→ Stored data:
===============

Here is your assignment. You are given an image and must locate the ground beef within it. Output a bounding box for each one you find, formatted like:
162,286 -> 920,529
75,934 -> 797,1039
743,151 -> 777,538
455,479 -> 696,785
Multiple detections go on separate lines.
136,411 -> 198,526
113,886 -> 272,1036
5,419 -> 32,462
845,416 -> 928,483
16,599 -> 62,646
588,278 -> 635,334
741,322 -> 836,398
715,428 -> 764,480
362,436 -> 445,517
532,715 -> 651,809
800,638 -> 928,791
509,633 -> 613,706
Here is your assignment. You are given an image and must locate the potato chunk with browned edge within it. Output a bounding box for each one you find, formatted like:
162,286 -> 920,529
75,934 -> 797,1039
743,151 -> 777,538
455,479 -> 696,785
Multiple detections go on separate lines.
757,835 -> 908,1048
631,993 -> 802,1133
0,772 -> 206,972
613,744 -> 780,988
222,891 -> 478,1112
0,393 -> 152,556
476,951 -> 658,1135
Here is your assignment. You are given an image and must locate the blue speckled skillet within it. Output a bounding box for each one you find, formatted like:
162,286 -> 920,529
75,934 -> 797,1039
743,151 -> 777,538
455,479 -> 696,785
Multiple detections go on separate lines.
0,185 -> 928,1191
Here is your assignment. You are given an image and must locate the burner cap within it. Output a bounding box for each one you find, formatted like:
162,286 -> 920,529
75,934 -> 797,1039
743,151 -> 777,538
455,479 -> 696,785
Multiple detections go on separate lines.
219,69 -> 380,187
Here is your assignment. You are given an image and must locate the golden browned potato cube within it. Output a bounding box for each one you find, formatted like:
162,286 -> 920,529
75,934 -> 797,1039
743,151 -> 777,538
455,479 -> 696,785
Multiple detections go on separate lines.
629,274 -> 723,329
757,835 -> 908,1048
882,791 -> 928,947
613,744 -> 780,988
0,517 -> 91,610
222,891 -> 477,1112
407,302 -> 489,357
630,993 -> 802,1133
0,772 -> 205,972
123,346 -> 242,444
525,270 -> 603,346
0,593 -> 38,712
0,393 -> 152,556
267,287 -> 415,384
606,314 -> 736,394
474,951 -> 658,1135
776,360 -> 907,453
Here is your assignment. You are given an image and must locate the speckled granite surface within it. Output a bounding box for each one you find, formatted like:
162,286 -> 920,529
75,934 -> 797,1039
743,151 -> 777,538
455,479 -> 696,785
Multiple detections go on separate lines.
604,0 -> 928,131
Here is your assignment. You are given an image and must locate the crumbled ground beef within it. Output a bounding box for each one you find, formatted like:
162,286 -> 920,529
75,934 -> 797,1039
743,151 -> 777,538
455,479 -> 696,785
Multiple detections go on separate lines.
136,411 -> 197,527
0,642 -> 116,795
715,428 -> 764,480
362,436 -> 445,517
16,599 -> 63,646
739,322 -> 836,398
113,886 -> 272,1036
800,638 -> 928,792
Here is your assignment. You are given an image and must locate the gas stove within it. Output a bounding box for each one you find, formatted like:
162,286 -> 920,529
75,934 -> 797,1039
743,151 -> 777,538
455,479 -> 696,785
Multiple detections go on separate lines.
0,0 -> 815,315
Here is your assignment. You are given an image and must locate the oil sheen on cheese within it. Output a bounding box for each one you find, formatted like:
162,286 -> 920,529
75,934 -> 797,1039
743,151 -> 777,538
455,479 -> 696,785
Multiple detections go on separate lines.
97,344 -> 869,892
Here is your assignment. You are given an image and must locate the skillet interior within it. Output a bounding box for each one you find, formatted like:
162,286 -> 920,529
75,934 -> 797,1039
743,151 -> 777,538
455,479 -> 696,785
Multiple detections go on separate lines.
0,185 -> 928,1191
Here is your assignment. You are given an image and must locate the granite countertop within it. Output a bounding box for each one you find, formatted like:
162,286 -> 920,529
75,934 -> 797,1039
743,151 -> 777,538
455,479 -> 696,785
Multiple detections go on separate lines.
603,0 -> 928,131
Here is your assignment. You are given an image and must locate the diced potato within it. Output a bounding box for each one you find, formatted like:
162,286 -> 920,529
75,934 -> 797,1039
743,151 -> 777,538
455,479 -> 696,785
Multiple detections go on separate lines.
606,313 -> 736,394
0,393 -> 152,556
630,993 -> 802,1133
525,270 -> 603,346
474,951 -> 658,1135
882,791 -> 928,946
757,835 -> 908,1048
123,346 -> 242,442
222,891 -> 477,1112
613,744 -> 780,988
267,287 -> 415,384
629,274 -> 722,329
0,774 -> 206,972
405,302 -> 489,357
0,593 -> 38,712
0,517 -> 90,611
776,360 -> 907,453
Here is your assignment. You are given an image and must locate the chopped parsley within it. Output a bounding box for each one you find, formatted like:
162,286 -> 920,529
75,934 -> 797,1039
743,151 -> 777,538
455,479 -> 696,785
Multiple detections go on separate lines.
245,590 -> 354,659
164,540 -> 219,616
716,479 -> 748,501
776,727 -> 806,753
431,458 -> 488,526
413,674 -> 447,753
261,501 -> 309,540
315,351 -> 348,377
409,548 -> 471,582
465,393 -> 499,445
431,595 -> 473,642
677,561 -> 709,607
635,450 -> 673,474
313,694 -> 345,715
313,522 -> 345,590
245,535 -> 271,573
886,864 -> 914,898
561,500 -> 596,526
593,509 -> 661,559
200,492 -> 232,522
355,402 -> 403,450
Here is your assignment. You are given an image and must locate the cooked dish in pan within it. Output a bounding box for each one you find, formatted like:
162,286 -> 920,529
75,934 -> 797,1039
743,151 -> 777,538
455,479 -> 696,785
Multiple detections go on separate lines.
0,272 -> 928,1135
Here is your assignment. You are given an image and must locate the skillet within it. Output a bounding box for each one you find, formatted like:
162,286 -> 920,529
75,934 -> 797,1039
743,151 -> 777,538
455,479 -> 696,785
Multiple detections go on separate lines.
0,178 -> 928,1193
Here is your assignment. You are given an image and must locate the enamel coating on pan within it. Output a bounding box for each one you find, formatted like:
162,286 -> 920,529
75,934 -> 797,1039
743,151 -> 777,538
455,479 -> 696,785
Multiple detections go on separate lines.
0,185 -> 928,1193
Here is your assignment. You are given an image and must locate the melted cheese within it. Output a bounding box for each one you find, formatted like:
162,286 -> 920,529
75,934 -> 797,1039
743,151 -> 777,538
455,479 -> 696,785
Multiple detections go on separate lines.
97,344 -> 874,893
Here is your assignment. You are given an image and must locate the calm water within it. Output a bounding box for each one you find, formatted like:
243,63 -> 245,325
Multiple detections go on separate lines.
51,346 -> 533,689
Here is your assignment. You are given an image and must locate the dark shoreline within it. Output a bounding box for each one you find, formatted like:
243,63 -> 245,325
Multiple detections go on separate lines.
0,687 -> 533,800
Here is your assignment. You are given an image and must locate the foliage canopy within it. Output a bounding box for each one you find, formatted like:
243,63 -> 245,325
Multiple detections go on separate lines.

===============

→ WHAT IS ASKED:
Could you output all of the material above again, keeping every line and character unchanged?

→ EXERCISE RESULT:
Here is your assignment. You are given an image and must locate the ground beef within it. Output a bounding box for each one you find, formatted like:
162,286 -> 920,529
75,934 -> 797,1039
743,151 -> 777,538
455,479 -> 696,785
Multiple detections go on separate lines.
136,411 -> 198,526
113,886 -> 272,1036
5,419 -> 32,462
845,416 -> 928,483
16,599 -> 62,646
588,278 -> 635,334
741,322 -> 836,398
715,428 -> 764,480
362,436 -> 445,517
532,715 -> 651,809
800,638 -> 928,791
509,633 -> 613,706
Here is your assignment. You are given an image and must locate the potato chunk with browned edge within it. Output a bounding box for each one you find, formatted like:
162,286 -> 920,529
75,934 -> 797,1039
743,151 -> 777,538
455,479 -> 696,785
Multiple detections go on separate lines.
757,835 -> 908,1048
631,993 -> 802,1133
0,772 -> 206,972
613,744 -> 780,988
222,891 -> 478,1112
0,393 -> 152,556
476,951 -> 658,1135
Here is your assignment. You are given an image and must locate the blue speckled skillet within it. Output a bounding box for each one you find, formatted like:
162,286 -> 920,529
75,934 -> 797,1039
743,151 -> 777,538
455,479 -> 696,785
Multiple detections go on separate lines.
0,185 -> 928,1191
Here is your assignment. You are given an image and must locate the burner cap within it. Output a bounding box for each one you find, formatted like:
162,286 -> 920,529
75,934 -> 797,1039
743,151 -> 777,538
455,479 -> 696,785
Multiple detections go on separate lines.
219,69 -> 380,187
Here is your assignment. You are given an image and must locate the golden browned potato cube within it. Output a bounding box for each one you find, formatted like:
162,286 -> 920,529
75,934 -> 797,1039
743,151 -> 777,538
455,479 -> 696,785
Multiple detections go on separate lines.
629,274 -> 723,329
757,835 -> 908,1048
882,791 -> 928,947
613,744 -> 780,988
0,517 -> 91,610
222,891 -> 477,1112
407,302 -> 489,357
630,993 -> 802,1133
0,772 -> 205,972
123,346 -> 242,444
525,270 -> 603,346
0,593 -> 38,712
0,393 -> 152,556
267,287 -> 415,384
606,314 -> 736,394
474,951 -> 658,1135
776,360 -> 907,453
Here is your assignment. You are given an image and must locate the speckled granite surface within it. Output a bounding box for each one you find, formatted like:
162,286 -> 920,529
75,934 -> 797,1039
743,151 -> 777,538
455,479 -> 696,785
Multiple detections go on separate lines.
604,0 -> 928,131
Here is your assignment. You are given an image and must locate the crumbled ground beef within it. Output a bounding box for each one you find, formatted like:
162,286 -> 920,529
75,934 -> 797,1039
743,151 -> 777,538
455,479 -> 696,785
Multiple detections go on separate lines.
136,411 -> 197,527
0,642 -> 116,795
715,428 -> 764,480
362,436 -> 445,517
16,599 -> 63,646
739,322 -> 836,398
113,886 -> 272,1036
800,638 -> 928,792
Here is your assignment. You are given an image and must locate the gas stove within it. Output a bounding box for each one you find, formatted like:
162,286 -> 920,529
75,934 -> 797,1039
743,151 -> 777,538
455,479 -> 696,785
Multiple detections go on separate lines.
0,0 -> 815,315
Here is your assignment. You are given an image and must locate the oil sheen on cheese within it. Output a bounding box for each one you find, formatted like:
162,286 -> 920,529
75,934 -> 797,1039
743,151 -> 777,538
455,479 -> 696,785
Multiple detections go on separate lines.
97,344 -> 869,892
Here is your assignment. You are given an image and must locate the skillet interior within it. Output a bounding box for each one you find, formatted like:
162,286 -> 920,529
75,934 -> 797,1039
743,151 -> 777,538
455,479 -> 696,785
Multiple detections go on separate lines.
0,185 -> 928,1191
Here is your assignment. You are given an image and must locate the granite countertop within it. Output a bounding box for each one you find, formatted like:
162,286 -> 920,529
75,934 -> 797,1039
743,151 -> 777,538
455,479 -> 696,785
Multiple detections go on separate lines.
603,0 -> 928,131
Here is your assignment. You are given an image and must locate the diced potato within it. Output a bounding box for each one you find, formatted like:
162,286 -> 920,529
75,934 -> 797,1039
743,151 -> 777,538
455,479 -> 696,785
Multiple detections go on separate lines.
606,313 -> 736,394
0,393 -> 152,556
630,993 -> 802,1133
525,270 -> 603,346
474,951 -> 658,1135
882,791 -> 928,946
757,835 -> 908,1048
123,346 -> 242,442
222,891 -> 477,1112
613,744 -> 780,988
267,287 -> 415,384
629,274 -> 722,329
0,774 -> 206,972
405,302 -> 489,357
0,593 -> 38,712
0,517 -> 90,611
776,360 -> 907,453
Here is your assignment. You are given an image and must locate the chopped parsley within it. Output a bounding box for each one you find, formatted like:
162,286 -> 920,529
75,934 -> 797,1039
743,151 -> 777,538
455,479 -> 696,785
Multiple detections go on separate lines.
245,590 -> 354,659
164,540 -> 219,616
716,479 -> 748,501
776,727 -> 806,753
431,458 -> 488,526
413,674 -> 447,753
261,501 -> 309,540
315,351 -> 348,377
409,548 -> 471,582
465,393 -> 499,445
431,595 -> 473,642
677,561 -> 709,607
635,450 -> 673,474
313,694 -> 345,715
313,522 -> 345,590
245,535 -> 271,573
886,864 -> 914,898
561,500 -> 596,526
593,509 -> 661,559
200,492 -> 232,522
355,402 -> 403,450
Here is your assignment. You are given an image and must locate the cooked dish in pan within it. Output a bounding box for each one you find, formatted like:
162,286 -> 920,529
75,934 -> 797,1039
743,151 -> 777,538
455,479 -> 696,785
Multiple detections go on separate lines.
0,272 -> 928,1135
Here is your assignment. You are given an image and must locate the skillet within it. Output a bounding box for each one you find, formatted like:
162,286 -> 920,529
75,934 -> 797,1039
743,151 -> 777,538
455,479 -> 696,785
Multiple detections go on separate lines.
0,178 -> 928,1193
Here is your assignment. You are given an image and must locate the enamel coating on pan within it. Output a bounding box for each one you find, formatted like:
162,286 -> 920,529
75,934 -> 797,1039
743,151 -> 777,538
455,479 -> 696,785
Multiple detections go on separate lines.
0,185 -> 928,1193
Here is your assignment. You are given an image and must locate the melted cheese within it. Output a bounding box for each one you find, formatted like:
162,286 -> 920,529
75,934 -> 797,1039
743,151 -> 777,538
455,479 -> 696,785
Multiple detections go on separate lines.
97,344 -> 874,893
Here is your assignment. You are given an image and must locate the calm water within it. Output a bounding box for each one you find, formatted like:
243,63 -> 245,325
Multiple detections go on separate lines.
51,346 -> 533,689
Here is your assignment. You are given an image and must locate the dark shoreline within it. Output a bounding box for each one you find, formatted like:
243,63 -> 245,325
Multiple detections go on separate lines.
0,687 -> 533,800
Here is your assignment. You are given an image and must locate the foliage canopy within it. Output a bounding box for each one you find, formatted like:
243,63 -> 245,325
Multiple detections go on separate lines.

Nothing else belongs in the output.